■ Data provided:
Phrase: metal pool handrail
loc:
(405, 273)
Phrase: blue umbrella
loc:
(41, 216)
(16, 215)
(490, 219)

■ Exercise aim: Copy out all of the records above in full, keeping every line of text, and scale each coordinate by 0.5, rounding to a whole number with halves going up.

■ Finished exercise:
Phrase: metal pool handrail
loc:
(203, 137)
Phrase: blue umbrella
loc:
(21, 108)
(8, 108)
(245, 110)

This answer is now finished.